STATE EDMONDSON v. COLCLAZIER

Reset A A Font size: Print

Court on the Judiciary of Oklahoma,Appellate Division.

STATE of Oklahoma, ex rel. W.A. Drew EDMONDSON, Appellee, v. Jerry L. COLCLAZIER, District Judge, Seminole County, Appellant.

No. CJAD-01-2.

Decided: June 14, 2002

Preston A. Trimble, Norman, Oklahoma and Stephen R. Stephens, Oklahoma City, Oklahoma, for the appellant. Phil Frazier, special prosecutor, Tulsa, Oklahoma, for appellee.

I. FACTS AND PROCEDURAL BACKGROUND

¶ 1 Six separate complaints alleging that Judge Jerry Colclazier committed “oppression in office” were presented to the Trial Division of the Court on the Judiciary (Trial Division).   The Trial Division filed its judgment on November 27, 2001, finding by clear and convincing evidence that four instances of conduct constituted “oppression in office” and warranted removal from office.   The Trial Division also determined that Judge Colclazier was disqualified to hold any future judicial office in Oklahoma.   The instances of conduct were not disputed by the judge.   The judge contended before the Trial Division, as he does on appeal, that these instances of conduct did not constitute “oppression in office” and did not warrant removal.

¶ 2 In 1994, Judge Colclazier was elected as a District Judge in Seminole County.   He was in his second four year term as judge when the conduct complained of in this case occurred, and when he was removed from office by the Trial Division.

¶ 3 The first event listed by the Trial Division occurred when Judge Colclazier observed a locksmith changing the locks on the court clerk's satellite office in Seminole.   The judge's office and court room were also in the same building in Seminole.   When the judge asked the locksmith for a key to the clerk's office, the locksmith refused.   The locksmith explained that the clerk had asked him to change the locks and give the only keys to one of the clerk's deputies.   According to the locksmith, the judge responded that the court clerk was incompetent, schizophrenic, and unfit for her job.   The judge threatened the locksmith and told him that he could be jailed for contempt if he did not give the judge a key.   The locksmith gave the judge a key.

¶ 4 The second event listed by the Trial Division occurred when a woman appeared in front of the judge seeking an emergency protective order.   The woman's face was visibly bruised and she contended that the battery was done four days before by the named defendant.   The woman also contended that the defendant had not been arrested for the battery because some of the sheriff's deputies were his friends.   The judge issued an emergency protective order.   The judge then called the sheriff and expressed his concern that the sheriff's office was not following its mandatory arrest policy in this case.   After the call from the judge, the sheriff ordered two of his deputies to serve the emergency protective order on the defendant and to arrest him.   The two deputies located the defendant and served the emergency protective order on him.   The defendant told the deputies that he did not batter the complainant.   The deputies did not believe that they could arrest the defendant without a warrant, so they called Judge Colclazier.   Judge Colclazier orally ordered the deputies to arrest the defendant without a warrant and to hold him without bond.   After spending about 40 hours in jail without bond, the defendant appeared before Judge Colclazier.   After hearing the defendant's testimony, the judge ordered the defendant released on his own recognizance.   Charges were never filed against the defendant and he was never prosecuted for the alleged battery.

_SHORT PROBLEM 1_. Report each row below that contains the word "wall", copying every such row in full.

[Location labeling rows]
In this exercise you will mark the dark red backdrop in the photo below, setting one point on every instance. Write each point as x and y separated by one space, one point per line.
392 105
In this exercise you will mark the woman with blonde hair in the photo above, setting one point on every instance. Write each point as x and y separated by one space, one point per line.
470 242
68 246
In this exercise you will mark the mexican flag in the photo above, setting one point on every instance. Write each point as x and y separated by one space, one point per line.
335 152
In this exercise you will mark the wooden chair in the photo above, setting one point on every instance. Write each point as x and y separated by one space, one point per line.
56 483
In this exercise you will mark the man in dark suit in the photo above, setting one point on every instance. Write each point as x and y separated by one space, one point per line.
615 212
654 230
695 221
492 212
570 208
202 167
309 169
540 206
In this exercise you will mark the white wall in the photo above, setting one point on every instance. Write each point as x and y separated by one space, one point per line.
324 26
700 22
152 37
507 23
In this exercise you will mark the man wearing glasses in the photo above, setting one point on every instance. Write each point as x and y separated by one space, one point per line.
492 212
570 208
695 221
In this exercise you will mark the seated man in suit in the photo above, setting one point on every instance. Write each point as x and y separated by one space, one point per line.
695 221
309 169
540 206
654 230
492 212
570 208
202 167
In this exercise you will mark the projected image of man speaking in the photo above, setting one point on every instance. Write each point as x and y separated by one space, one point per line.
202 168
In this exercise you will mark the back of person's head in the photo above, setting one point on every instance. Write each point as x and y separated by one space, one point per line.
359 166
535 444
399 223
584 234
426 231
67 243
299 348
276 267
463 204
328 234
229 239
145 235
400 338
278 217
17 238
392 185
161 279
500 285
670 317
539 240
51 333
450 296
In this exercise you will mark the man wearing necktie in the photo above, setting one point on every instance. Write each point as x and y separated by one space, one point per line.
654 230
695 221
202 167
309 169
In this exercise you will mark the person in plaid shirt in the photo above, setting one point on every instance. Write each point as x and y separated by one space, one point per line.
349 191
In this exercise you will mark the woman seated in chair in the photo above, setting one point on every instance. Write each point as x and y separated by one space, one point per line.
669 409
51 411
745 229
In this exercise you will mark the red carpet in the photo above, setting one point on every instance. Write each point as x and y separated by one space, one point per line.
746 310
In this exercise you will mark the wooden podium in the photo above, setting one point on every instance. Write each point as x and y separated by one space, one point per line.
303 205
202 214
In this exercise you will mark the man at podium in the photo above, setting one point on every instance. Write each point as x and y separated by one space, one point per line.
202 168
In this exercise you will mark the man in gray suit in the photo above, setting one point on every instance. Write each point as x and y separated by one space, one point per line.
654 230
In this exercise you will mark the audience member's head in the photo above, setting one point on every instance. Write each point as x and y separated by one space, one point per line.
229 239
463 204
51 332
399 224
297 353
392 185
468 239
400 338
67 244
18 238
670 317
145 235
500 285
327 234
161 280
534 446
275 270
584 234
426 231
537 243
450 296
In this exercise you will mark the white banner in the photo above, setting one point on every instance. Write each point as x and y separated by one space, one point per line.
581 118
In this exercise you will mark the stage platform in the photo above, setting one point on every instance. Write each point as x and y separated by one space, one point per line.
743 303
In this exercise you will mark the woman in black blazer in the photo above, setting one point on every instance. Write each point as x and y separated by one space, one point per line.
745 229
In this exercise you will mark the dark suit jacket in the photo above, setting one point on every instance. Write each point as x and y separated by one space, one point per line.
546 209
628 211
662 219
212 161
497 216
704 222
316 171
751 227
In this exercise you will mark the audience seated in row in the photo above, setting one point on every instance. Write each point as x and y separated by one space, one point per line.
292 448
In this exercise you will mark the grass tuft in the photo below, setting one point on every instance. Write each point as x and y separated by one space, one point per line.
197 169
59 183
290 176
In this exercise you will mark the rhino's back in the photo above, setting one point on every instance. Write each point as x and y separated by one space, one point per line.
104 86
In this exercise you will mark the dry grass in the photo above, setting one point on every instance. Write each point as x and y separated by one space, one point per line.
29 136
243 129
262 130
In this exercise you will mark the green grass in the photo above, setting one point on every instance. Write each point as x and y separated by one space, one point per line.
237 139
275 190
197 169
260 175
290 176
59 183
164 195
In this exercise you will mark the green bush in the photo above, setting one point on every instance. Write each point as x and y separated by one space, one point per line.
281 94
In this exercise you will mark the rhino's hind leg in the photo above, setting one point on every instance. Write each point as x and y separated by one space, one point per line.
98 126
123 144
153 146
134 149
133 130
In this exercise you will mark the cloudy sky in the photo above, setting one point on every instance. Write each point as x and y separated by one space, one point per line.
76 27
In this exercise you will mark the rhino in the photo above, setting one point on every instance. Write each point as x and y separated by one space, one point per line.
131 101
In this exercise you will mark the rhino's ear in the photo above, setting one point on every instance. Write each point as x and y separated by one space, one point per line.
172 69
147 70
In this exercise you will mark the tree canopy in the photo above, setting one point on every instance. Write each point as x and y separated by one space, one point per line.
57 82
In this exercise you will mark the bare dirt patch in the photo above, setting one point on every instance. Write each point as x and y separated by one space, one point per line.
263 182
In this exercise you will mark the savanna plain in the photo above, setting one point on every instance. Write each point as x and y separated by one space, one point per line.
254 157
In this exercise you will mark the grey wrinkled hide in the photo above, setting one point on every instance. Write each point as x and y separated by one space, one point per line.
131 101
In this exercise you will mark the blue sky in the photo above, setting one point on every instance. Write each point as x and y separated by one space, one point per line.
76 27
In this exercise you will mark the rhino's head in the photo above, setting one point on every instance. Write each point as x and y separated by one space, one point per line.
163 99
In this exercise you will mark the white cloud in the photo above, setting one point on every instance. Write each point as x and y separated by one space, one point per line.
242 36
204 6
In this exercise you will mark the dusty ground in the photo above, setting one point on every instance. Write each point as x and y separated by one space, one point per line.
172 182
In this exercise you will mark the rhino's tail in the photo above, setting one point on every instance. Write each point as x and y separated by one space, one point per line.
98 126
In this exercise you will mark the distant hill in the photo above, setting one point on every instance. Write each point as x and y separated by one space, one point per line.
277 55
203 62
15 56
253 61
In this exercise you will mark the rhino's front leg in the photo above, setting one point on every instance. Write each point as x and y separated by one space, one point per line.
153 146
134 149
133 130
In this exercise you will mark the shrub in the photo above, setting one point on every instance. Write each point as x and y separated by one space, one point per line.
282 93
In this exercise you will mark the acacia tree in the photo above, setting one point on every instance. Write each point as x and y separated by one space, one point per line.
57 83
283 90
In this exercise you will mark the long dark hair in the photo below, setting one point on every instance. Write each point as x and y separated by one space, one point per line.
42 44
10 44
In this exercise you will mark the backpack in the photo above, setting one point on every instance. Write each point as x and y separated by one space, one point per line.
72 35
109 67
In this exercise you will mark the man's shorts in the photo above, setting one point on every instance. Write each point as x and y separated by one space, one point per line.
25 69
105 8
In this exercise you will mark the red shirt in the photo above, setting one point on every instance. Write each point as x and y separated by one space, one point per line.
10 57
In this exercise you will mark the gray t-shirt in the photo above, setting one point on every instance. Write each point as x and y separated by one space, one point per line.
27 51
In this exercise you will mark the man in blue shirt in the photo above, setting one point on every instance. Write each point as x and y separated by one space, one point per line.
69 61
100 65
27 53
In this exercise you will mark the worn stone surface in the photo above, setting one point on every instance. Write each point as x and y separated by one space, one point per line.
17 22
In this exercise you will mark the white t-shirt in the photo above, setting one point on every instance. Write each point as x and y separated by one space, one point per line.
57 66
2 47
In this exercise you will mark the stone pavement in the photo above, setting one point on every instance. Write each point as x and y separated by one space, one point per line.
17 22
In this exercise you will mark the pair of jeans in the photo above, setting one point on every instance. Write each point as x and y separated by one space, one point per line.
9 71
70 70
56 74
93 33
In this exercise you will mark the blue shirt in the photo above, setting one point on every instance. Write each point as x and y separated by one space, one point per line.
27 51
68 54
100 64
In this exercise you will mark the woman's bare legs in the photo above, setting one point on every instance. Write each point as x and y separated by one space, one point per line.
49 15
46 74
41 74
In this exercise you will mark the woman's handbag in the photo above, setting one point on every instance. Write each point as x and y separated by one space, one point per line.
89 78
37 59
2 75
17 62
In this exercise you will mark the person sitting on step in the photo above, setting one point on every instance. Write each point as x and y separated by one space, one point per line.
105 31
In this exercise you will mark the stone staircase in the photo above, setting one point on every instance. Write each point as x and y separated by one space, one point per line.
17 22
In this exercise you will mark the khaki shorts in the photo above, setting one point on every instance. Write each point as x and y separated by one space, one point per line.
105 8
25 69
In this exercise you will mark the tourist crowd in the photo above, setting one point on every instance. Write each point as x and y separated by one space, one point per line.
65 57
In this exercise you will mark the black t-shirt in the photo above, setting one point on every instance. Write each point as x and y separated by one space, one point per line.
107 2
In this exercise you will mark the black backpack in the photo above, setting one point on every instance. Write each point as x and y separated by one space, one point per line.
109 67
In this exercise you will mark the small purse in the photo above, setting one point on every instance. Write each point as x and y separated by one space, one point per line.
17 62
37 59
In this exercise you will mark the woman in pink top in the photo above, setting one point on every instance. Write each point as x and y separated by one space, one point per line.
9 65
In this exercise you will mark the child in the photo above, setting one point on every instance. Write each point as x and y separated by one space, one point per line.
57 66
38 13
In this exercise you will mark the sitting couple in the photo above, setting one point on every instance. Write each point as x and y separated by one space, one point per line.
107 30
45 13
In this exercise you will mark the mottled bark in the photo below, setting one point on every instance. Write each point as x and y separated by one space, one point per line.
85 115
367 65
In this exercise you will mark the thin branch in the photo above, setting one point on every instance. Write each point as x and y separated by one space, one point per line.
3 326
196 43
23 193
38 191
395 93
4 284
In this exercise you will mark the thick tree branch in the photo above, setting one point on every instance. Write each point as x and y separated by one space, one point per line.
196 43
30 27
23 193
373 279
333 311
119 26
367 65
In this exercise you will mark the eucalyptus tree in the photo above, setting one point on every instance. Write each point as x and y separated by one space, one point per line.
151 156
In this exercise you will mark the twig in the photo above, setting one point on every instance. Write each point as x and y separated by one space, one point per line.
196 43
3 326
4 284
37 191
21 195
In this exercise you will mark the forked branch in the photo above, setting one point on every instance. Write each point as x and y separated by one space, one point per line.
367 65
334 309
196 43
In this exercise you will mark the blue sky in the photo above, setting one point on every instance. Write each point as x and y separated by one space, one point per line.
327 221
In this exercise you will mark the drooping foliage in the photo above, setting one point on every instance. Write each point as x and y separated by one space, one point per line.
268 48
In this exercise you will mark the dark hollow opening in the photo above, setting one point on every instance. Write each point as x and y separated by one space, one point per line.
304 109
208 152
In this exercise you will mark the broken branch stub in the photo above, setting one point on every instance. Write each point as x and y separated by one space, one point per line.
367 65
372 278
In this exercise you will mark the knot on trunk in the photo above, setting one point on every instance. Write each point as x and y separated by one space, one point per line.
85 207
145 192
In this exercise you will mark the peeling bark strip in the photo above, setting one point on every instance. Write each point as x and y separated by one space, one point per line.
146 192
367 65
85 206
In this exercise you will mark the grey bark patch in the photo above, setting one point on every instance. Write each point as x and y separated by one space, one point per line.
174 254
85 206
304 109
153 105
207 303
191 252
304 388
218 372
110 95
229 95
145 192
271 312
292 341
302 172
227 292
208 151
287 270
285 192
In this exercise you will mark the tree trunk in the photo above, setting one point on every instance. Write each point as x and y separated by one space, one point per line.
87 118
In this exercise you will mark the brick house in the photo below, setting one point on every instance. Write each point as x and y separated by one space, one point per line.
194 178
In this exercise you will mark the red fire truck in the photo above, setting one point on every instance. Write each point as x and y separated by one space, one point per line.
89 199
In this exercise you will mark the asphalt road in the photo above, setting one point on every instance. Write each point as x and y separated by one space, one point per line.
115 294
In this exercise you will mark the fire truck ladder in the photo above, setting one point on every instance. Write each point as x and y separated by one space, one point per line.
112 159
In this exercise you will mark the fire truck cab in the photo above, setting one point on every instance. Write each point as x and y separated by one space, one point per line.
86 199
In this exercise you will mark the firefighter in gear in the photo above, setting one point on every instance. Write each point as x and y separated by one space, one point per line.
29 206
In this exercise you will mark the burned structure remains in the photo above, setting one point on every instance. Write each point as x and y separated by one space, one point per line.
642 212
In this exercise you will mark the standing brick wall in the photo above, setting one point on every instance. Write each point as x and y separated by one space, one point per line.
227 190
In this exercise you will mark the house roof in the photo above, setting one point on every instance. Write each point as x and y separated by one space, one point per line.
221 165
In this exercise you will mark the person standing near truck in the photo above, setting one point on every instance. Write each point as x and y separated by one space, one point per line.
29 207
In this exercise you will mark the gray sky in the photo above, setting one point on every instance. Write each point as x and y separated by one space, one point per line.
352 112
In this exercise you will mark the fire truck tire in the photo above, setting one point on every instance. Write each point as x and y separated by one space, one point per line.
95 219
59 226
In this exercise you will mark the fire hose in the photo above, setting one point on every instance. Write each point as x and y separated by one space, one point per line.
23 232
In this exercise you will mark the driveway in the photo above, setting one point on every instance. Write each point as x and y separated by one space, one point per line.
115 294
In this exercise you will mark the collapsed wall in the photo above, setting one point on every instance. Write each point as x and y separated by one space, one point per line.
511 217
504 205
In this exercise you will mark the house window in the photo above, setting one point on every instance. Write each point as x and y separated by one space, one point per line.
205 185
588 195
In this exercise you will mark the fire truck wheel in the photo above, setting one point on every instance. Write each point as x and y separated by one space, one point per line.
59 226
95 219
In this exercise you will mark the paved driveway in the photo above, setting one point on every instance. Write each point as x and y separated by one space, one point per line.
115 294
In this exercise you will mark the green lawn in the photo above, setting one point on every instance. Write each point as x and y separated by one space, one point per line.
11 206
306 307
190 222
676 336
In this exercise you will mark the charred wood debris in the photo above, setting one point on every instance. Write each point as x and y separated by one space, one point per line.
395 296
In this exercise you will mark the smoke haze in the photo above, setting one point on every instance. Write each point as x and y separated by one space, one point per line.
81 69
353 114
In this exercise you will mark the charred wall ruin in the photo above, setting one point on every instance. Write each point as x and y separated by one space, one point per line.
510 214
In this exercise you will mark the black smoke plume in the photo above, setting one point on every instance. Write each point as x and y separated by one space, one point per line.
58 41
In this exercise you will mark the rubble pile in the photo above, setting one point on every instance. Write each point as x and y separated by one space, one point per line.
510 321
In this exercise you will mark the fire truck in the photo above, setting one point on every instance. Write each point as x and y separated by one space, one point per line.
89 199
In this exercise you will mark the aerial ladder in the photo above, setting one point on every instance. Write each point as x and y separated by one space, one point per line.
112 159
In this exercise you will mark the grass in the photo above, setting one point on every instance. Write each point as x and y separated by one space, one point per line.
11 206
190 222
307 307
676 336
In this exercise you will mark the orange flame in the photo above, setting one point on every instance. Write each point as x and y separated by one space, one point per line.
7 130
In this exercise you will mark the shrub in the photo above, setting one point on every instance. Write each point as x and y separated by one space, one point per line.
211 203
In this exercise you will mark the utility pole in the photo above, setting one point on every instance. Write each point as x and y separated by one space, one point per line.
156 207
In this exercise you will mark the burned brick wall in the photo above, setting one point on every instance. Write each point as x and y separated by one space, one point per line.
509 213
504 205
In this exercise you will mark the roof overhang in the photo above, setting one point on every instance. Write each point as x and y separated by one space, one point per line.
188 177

_SHORT PROBLEM 2_. Name every attorney who appears in the court opinion above.

_WORKED ANSWER 1_.
In this exercise you will mark the white wall in the photo above, setting one point on every instance. Write each point as x and y separated by one space, one point per line.
In this exercise you will mark the standing brick wall in the photo above, setting one point on every instance. Write each point as x and y separated by one space, one point per line.
In this exercise you will mark the collapsed wall in the photo above, setting one point on every instance. Write each point as x and y separated by one space, one point per line.
In this exercise you will mark the charred wall ruin in the photo above, setting one point on every instance. Write each point as x and y separated by one space, one point per line.
In this exercise you will mark the burned brick wall in the photo above, setting one point on every instance. Write each point as x and y separated by one space, one point per line.

_WORKED ANSWER 2_.
Preston A. Trimble
Stephen R. Stephens
Phil Frazier